═════ Texto de estudo
Múltiplos397: Marcelo Amorim

O artista Marcelo Amorim vem construindo há anos uma obra que retira do silêncio sua potência perturbadora. Frente à espetacularização da vida, o artista prefere manter uma produção em baixo tom, solapando pouco a pouco a ideia de que, em um trabalho de arte, a comunicação pode ser feita de modo imediato.
Chamando a atenção de forma discreta, mas nem por isso menos aguda, para aquilo que ficou para trás, perdido no tempo, não contabilizado pela História, sua produção tem o poder de resgatar coisas – pessoas, hábitos, formas de sociabilidade e comportamentos – esquecidas ou deliberadamente apagadas da memória social coletiva.
══════════
═════ Material de consulta
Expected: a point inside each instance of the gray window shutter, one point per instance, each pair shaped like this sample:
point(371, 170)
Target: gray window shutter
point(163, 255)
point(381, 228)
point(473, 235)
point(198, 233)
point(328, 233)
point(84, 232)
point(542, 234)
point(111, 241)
══════════
Instruções da tarefa:
Transcreva fielmente, do texto de estudo, o trecho que começa em "Múltiplos397: Marcelo Amorim" e segue até "da memória social coletiva.".

Resolução da tarefa:
Múltiplos397: Marcelo Amorim

O artista Marcelo Amorim vem construindo há anos uma obra que retira do silêncio sua potência perturbadora. Frente à espetacularização da vida, o artista prefere manter uma produção em baixo tom, solapando pouco a pouco a ideia de que, em um trabalho de arte, a comunicação pode ser feita de modo imediato.
Chamando a atenção de forma discreta, mas nem por isso menos aguda, para aquilo que ficou para trás, perdido no tempo, não contabilizado pela História, sua produção tem o poder de resgatar coisas – pessoas, hábitos, formas de sociabilidade e comportamentos – esquecidas ou deliberadamente apagadas da memória social coletiva.